• **Work order**
Within the listing below, please copy exactly the lines between the line holding "Target: man's black polo shirt" and the line holding "Target: utility pole", inclusive.

• **Provided records**
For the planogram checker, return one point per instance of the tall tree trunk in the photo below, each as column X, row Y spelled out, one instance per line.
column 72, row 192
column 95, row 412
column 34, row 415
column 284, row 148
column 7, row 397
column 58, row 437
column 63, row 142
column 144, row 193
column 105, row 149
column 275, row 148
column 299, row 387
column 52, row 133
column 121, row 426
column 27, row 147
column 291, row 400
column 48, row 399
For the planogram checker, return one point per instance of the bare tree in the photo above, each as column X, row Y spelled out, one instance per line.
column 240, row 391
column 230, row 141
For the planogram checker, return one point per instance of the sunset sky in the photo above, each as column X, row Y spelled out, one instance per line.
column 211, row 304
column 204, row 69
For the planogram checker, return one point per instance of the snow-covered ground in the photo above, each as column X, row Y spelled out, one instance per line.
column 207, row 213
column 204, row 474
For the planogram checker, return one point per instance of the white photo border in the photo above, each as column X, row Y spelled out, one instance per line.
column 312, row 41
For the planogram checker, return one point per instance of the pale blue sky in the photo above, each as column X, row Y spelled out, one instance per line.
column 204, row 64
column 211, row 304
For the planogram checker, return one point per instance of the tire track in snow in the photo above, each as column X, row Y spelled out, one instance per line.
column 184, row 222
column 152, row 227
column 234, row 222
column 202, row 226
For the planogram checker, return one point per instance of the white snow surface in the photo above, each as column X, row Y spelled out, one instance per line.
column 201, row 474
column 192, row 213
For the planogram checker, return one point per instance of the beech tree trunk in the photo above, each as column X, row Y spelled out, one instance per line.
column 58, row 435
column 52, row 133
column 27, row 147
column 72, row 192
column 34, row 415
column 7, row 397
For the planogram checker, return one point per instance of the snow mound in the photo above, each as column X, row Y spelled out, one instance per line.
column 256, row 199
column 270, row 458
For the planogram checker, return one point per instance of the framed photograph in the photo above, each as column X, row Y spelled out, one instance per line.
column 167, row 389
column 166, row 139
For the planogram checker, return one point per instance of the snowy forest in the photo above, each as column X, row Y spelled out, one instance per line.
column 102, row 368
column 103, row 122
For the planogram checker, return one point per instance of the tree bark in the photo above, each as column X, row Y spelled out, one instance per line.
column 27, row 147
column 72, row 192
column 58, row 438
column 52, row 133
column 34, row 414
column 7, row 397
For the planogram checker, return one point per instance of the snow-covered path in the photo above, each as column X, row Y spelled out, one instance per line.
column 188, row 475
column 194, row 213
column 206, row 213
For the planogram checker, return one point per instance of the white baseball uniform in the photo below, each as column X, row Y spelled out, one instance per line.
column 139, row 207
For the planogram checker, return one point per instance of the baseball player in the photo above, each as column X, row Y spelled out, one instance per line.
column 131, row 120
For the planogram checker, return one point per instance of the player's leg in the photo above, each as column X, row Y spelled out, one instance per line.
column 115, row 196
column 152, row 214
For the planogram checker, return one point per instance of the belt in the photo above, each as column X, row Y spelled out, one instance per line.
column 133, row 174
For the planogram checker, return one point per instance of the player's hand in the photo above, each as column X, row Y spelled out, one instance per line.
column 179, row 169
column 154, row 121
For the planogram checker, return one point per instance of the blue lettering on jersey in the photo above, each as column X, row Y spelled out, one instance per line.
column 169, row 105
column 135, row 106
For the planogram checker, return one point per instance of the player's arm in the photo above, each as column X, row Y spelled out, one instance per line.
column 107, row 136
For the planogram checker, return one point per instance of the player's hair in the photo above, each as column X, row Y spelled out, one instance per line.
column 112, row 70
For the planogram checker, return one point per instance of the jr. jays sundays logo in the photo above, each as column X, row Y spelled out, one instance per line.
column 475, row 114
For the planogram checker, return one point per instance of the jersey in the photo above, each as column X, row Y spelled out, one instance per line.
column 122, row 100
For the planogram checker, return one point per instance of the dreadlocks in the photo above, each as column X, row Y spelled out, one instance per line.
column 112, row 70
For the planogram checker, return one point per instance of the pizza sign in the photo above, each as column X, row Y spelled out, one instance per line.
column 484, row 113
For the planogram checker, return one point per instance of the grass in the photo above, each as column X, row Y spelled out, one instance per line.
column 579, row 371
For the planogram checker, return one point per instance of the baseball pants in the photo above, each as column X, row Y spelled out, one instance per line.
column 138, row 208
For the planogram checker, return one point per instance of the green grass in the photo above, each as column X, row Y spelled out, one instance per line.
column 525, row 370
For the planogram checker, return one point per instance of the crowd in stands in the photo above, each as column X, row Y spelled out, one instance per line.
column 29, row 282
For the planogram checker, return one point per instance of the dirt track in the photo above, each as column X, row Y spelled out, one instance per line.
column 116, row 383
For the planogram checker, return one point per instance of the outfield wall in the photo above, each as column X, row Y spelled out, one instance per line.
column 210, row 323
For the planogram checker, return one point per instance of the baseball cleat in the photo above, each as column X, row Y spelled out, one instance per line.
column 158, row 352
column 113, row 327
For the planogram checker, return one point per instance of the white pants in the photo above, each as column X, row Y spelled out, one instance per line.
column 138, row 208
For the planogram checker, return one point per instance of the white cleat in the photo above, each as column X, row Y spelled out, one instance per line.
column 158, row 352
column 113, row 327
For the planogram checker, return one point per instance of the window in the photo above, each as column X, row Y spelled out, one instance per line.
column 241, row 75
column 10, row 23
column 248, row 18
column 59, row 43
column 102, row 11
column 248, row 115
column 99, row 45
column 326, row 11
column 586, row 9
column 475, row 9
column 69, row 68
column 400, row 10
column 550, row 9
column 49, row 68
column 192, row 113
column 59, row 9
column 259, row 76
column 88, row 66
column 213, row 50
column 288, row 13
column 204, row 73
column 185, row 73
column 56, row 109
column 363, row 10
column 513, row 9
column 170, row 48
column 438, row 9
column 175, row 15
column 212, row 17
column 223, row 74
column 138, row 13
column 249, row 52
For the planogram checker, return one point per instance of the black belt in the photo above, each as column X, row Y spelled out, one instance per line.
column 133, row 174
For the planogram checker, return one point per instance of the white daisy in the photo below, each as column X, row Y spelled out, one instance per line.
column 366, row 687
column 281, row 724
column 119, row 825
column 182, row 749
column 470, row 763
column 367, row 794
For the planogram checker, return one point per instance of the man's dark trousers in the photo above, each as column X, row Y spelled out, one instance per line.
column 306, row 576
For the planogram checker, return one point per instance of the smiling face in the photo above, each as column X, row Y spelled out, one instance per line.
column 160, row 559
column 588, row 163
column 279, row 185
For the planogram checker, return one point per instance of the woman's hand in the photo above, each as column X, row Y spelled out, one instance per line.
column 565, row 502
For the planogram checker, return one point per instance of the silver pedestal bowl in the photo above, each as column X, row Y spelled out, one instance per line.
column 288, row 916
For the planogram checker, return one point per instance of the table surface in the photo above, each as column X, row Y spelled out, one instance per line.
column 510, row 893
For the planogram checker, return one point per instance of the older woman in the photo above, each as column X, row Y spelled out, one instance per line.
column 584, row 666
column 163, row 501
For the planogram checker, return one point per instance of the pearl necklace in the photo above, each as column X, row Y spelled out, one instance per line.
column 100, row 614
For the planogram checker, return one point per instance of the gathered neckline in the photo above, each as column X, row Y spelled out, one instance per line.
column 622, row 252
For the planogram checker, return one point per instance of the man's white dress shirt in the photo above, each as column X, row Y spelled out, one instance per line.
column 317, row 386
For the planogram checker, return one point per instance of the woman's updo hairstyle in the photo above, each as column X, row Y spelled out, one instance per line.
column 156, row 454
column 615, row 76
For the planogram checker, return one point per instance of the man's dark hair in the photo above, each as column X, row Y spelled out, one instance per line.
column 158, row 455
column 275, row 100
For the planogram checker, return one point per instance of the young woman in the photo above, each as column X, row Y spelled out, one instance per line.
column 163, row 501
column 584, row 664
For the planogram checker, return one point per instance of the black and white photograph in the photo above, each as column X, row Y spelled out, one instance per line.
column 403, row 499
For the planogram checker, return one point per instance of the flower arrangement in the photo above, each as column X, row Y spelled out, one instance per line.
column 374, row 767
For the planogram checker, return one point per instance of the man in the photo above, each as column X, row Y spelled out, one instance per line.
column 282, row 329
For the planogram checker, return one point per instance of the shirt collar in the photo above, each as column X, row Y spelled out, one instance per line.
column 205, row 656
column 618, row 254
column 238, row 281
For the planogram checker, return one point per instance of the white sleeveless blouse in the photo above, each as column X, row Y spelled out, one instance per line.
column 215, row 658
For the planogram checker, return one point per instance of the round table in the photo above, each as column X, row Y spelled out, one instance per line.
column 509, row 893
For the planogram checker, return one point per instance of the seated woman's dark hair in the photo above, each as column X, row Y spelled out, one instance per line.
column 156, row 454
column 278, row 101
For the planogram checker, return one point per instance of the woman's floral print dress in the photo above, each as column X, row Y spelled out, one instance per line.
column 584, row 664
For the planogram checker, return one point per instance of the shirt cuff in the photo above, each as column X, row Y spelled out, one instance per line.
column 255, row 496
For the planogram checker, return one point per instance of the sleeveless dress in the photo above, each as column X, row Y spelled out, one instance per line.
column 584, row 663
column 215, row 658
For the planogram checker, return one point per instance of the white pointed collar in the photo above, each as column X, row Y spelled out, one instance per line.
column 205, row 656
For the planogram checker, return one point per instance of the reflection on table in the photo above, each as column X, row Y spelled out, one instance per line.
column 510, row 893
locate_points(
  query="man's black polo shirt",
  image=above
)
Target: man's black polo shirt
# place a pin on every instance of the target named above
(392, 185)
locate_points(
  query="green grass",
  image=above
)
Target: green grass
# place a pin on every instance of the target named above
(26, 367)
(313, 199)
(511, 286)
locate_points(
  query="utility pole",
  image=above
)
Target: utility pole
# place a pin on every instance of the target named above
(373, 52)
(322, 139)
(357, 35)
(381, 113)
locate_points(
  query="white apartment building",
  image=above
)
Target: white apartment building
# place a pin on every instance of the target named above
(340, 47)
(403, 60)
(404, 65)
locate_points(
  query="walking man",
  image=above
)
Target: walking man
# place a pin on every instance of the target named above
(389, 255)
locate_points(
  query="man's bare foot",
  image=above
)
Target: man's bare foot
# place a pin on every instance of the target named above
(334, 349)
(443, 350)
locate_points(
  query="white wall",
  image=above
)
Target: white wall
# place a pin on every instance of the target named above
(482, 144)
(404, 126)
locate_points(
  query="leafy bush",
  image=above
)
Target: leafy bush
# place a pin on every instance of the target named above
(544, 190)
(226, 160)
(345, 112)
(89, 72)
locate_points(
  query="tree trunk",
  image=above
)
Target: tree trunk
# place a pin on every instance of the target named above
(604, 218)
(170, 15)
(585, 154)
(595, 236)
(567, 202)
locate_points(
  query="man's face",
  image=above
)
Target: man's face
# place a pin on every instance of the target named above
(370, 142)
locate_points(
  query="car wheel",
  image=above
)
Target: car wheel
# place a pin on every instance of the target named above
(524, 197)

• **Worked solution**
Target: man's black polo shirt
# place a pin on every instance of the target named above
(392, 185)
locate_points(
  query="green grass",
  image=above
)
Target: green grass
# place a pin on every instance of the target named above
(26, 367)
(313, 199)
(511, 286)
locate_points(
  query="utility pole",
  image=above
)
Target: utility pole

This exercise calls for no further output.